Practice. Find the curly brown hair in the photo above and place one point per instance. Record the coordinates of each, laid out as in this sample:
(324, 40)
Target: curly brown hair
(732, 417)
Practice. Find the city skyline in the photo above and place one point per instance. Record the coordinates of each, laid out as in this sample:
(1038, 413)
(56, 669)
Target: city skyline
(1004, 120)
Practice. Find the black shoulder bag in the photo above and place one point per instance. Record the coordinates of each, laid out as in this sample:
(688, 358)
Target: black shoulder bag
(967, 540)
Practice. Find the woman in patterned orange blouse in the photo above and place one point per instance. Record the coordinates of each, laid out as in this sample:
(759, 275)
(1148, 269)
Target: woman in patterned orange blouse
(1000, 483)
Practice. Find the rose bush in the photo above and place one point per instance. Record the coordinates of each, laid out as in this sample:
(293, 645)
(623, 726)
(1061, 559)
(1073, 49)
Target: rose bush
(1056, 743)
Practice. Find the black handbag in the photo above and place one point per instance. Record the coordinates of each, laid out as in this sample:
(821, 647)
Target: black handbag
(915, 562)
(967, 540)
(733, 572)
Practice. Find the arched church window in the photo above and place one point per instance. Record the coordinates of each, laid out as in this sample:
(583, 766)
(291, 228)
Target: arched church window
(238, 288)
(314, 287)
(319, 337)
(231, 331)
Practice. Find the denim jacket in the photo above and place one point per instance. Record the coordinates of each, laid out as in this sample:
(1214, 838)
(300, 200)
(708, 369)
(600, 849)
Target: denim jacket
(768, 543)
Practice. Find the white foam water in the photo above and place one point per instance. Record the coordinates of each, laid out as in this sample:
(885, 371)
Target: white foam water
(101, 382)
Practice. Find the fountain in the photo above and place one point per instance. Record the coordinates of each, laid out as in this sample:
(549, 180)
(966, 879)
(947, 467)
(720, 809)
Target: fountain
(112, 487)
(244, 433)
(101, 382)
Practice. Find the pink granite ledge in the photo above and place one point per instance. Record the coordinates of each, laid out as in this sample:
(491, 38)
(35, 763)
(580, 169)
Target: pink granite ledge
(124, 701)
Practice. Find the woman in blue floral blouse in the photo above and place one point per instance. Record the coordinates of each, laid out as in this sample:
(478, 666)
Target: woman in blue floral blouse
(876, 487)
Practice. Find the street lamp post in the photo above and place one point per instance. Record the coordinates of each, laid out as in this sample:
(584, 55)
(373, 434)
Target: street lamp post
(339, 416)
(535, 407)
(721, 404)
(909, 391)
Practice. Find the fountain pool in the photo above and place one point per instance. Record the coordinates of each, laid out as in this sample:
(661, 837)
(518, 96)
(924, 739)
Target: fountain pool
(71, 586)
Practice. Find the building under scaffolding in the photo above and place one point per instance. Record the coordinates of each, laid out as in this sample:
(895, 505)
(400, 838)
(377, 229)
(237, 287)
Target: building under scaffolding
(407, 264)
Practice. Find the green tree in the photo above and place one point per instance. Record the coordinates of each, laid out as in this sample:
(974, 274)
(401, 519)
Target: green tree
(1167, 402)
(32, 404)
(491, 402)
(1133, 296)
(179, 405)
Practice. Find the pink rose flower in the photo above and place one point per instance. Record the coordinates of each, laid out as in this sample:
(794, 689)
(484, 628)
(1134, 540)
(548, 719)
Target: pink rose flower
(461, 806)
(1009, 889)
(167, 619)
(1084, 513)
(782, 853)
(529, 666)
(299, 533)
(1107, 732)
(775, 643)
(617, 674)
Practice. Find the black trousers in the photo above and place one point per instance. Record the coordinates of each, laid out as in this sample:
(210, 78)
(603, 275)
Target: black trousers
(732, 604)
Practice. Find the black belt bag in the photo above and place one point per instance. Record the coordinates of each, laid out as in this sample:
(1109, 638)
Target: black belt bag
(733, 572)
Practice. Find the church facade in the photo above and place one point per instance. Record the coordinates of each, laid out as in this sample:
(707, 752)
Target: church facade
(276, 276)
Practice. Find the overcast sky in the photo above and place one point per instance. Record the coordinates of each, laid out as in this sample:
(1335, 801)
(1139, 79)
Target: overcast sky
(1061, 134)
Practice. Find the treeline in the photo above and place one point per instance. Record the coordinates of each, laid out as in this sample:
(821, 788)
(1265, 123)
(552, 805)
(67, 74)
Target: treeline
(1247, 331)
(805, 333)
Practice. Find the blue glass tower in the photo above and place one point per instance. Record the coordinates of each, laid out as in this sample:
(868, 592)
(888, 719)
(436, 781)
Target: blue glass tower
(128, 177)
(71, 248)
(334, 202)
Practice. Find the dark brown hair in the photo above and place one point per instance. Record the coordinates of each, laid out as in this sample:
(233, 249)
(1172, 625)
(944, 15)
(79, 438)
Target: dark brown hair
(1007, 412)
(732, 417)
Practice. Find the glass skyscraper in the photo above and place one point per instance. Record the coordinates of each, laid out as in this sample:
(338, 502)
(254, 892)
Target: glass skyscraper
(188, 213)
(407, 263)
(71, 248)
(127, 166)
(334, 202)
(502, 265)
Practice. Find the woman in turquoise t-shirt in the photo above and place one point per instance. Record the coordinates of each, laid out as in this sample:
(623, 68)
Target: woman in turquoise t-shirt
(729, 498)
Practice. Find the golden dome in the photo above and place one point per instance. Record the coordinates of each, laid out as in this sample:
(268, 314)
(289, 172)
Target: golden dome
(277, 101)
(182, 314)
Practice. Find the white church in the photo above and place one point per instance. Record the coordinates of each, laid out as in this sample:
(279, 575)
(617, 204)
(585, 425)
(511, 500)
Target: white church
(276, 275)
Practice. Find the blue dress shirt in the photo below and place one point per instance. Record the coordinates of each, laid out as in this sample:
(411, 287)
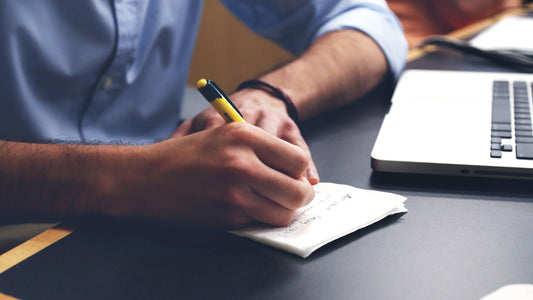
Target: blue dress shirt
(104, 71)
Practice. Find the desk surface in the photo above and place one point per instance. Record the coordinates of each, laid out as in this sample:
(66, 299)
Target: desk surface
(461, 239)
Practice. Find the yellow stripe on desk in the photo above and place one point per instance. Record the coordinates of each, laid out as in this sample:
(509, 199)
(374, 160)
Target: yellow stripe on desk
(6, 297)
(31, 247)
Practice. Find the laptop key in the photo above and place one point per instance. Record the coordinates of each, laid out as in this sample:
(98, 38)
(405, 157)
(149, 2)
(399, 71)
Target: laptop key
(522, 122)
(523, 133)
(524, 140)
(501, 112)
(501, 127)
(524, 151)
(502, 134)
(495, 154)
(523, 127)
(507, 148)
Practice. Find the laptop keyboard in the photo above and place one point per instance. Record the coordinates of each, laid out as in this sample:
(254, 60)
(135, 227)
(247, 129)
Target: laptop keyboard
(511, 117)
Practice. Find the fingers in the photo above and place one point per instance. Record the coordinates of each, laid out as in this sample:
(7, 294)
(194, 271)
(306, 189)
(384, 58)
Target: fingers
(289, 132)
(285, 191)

----

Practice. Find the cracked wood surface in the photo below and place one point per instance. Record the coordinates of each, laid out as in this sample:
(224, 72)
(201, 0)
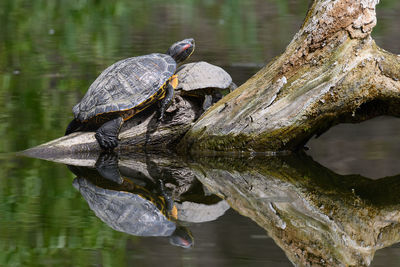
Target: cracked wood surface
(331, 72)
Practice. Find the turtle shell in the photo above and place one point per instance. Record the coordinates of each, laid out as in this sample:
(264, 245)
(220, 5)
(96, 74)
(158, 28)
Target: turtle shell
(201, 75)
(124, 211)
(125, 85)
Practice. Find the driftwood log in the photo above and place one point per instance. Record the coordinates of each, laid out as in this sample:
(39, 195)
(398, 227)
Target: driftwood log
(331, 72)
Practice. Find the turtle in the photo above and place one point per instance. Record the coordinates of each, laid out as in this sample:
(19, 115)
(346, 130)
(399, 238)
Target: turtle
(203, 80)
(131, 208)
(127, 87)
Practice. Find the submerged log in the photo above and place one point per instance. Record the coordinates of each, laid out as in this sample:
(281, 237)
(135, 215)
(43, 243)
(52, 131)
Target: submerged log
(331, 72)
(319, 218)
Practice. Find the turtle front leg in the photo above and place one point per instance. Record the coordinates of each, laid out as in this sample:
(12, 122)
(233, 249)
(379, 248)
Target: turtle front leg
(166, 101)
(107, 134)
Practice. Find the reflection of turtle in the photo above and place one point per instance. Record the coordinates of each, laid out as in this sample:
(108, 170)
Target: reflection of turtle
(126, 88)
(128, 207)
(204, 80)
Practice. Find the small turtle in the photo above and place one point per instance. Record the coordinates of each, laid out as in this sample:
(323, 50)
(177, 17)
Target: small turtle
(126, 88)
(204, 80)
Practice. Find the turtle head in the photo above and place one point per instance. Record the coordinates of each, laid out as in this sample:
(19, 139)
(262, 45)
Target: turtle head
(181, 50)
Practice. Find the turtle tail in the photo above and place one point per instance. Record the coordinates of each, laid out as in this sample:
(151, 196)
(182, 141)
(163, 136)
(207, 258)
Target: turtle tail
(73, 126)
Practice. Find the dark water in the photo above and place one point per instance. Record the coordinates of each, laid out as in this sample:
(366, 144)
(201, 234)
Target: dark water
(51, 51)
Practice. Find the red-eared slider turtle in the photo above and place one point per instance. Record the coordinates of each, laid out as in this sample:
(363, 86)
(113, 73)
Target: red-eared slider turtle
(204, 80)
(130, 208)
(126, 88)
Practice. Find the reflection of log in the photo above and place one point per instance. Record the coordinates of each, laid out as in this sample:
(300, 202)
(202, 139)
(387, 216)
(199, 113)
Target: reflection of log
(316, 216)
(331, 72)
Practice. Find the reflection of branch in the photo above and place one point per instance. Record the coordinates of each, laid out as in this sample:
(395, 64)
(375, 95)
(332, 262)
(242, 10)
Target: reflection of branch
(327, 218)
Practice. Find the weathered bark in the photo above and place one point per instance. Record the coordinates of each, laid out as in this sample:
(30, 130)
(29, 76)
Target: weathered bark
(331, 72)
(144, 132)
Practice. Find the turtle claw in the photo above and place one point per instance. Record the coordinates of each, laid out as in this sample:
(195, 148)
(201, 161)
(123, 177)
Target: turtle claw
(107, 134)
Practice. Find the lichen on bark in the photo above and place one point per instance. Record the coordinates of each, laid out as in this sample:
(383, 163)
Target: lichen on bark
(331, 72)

----

### Work to complete
Lines that contain the string "below" should be copied from the material above.

### Worked solution
Practice. Find the blue dress shirt in the photo below and place one point per instance. Record the coordinates of each, laid out as in this sample:
Practice. Find the cracked wood surface in the photo below and place one point per instance. Record the coordinates of each, laid out as in this sample:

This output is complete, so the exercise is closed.